Hintergrund: Die S2k-Leitlinie (LL) „Indikation Knieendoprothese“ (DGOU, 2023) enthält Empfehlungen zur Indikationsstellung (d.h., Indikationskriterien wie Schweregrad der Arthrose, Schmerzen, bisherige konservative Behandlungen) und partizipativen Entscheidungsfindung zwischen Patient:innen und Ärzt:innen. Zur Unterstützung bei der Implementierung dieser LL wurde eine individualisierte digitale Entscheidungshilfe („EKIT-Tool“) entwickelt Mit Hilfe des EKIT-Tools werden durch vorab erfasste Daten im Rahmen der Indikationsstellung sowohl die individuelle Erfüllung der Indikationskriterien als auch individuelle Gesundheitsinformationen visualisiert und gemeinsam besprochen.

Zielsetzung: Ziel dieser Arbeit war es, die fördernden und hemmenden Faktoren bei der Anwendung des EKIT-Tools im Rahmen der Indikationsstellung für eine Knieendoprothese im stationären Setting aus Sicht von Patient:innen und Orthopäd:innen zu explorieren.

Methode: Diese qualitative Studie ist in einer multizentrischen klinischen Studie eingebettet (Lange et al., 2021 BMC Musculoskelet Disord). Leitfadengestützte Interviews mittels selektives Sampling von an fortgeschrittener Gonarthrose erkrankten Patient:innen sowie auf Knieendoprothetik spezialisierten Orthopäd:innen wurden nach dem Indikationsgespräch unter Nutzung des EKIT-Tool durchgeführt. Alle Interviews wurden mit der qualitativen Inhaltsanalyse nach Mayring mit der Kombination deduktiver und induktiver Kategorienbildung unter Nutzung von MAXQDA® ausgewertet.

----

- Aufgaben -
(a) Welche Indikationskriterien führt der Textauszug als Beispiele in der Klammer auf? Liste alle auf.
(b) Mit welcher Software wurden die Interviews laut Textauszug ausgewertet?

- Gegebene Daten -
----

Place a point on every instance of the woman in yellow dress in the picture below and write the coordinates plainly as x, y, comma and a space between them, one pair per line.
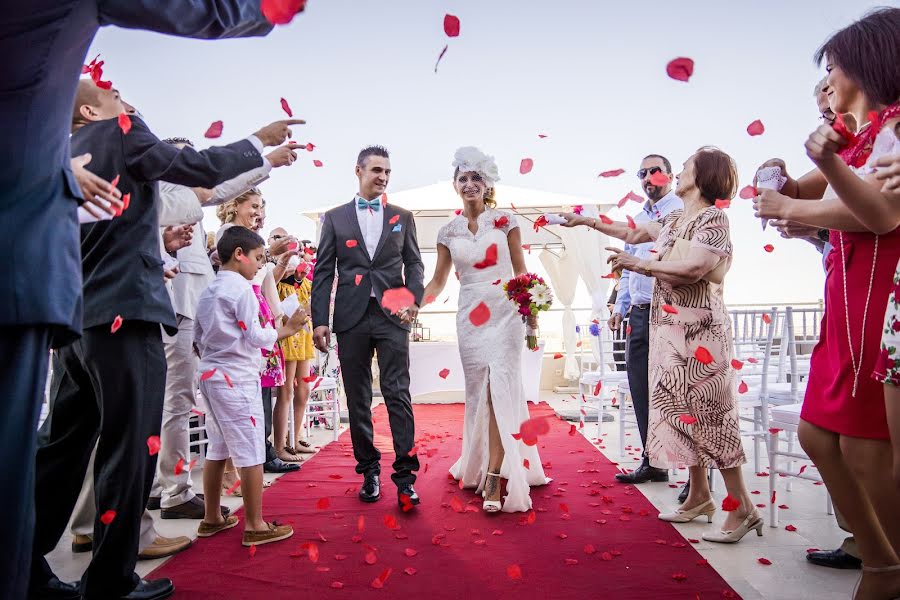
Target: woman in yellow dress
290, 273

----

- Lösungen -
(a)
- Schweregrad der Arthrose
- Schmerzen
- bisherige konservative Behandlungen

(b) Mit MAXQDA®.